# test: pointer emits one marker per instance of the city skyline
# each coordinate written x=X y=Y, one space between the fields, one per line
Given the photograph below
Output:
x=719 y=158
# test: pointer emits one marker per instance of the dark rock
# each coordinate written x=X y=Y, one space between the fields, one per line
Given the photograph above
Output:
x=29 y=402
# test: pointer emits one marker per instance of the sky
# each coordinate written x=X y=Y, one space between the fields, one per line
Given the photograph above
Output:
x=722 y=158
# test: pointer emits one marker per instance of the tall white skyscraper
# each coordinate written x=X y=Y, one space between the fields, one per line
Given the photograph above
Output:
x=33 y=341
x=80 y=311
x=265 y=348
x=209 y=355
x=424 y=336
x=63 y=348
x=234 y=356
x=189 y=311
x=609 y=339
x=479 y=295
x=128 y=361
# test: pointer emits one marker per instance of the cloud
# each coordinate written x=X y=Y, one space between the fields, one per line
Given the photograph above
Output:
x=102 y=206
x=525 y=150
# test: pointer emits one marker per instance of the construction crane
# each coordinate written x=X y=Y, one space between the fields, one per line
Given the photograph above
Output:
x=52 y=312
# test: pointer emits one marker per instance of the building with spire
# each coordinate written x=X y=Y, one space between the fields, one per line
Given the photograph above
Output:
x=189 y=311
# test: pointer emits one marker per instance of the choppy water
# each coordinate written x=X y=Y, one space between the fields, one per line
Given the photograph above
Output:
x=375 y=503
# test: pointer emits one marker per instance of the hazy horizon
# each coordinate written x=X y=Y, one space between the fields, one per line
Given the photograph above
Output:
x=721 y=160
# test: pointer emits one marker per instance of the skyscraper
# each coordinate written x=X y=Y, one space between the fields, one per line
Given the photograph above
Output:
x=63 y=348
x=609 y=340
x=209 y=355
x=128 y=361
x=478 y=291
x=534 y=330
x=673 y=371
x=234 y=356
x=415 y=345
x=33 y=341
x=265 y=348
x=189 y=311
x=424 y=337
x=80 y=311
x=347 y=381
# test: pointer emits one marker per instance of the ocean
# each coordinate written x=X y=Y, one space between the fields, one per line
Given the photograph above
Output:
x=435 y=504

::::

● EXERCISE GOAL
Rewrite all of the records above, replacing "pointer" with "locator" everywhere it occurs and keeping everything else the same.

● TASK ANSWER
# test: locator emits one marker per instance of the city skyline
# each coordinate written x=X y=Y, one space between the fields, one per line
Given the photograph below
Output:
x=719 y=158
# test: locator emits one marker per instance of the dark rock
# each coordinate written x=X y=Y, one space between the fields, one per line
Given the photograph above
Output:
x=29 y=402
# test: locator emits one marker per instance of the sky
# each coordinate written x=X y=Y, one space between the fields, one per line
Given the photograph above
Output:
x=722 y=158
# test: locator emits one marker per instance of the tall white skyscraper
# each coordinate written x=X y=Y, one space between the fields, one per line
Given the photograph above
Output:
x=33 y=341
x=80 y=311
x=265 y=348
x=209 y=355
x=424 y=336
x=63 y=348
x=234 y=356
x=189 y=311
x=609 y=339
x=479 y=295
x=128 y=361
# test: locator emits one marker per instance of the cloud
# each coordinate written x=X y=Y, one space between the fields, one per line
Given the photograph above
Output:
x=102 y=206
x=525 y=150
# test: locator emits one marker per instance of the construction crane
# each coordinate written x=X y=Y, one space between the fields, one per line
Given the photograph above
Output:
x=52 y=312
# test: locator emits one marker per instance of the building with spire
# each coordinate written x=X y=Y, one space between the fields, one per line
Given the photograph above
Output:
x=189 y=311
# test: locator emits one marker per instance of the choppy water
# each coordinate written x=X y=Y, one space between the fields, one per line
Given the photograph above
Output:
x=375 y=503
# test: locator emits one marker per instance of the hazy horizon
# each coordinate written x=X y=Y, one space between the fields, one per line
Given the photograph above
Output:
x=721 y=160
# test: locator emits one marker per instance of the skyscraper
# each coordinate written x=X y=Y, one space between the fields, one per line
Given the photograph above
Output:
x=63 y=348
x=609 y=340
x=209 y=355
x=128 y=361
x=478 y=291
x=534 y=330
x=673 y=371
x=234 y=356
x=415 y=345
x=33 y=341
x=265 y=348
x=189 y=311
x=424 y=337
x=80 y=311
x=347 y=381
# test: locator emits one marker per instance of the ocean
# each coordinate written x=X y=Y, one space between the fields, one per line
Given the photograph above
Output:
x=435 y=504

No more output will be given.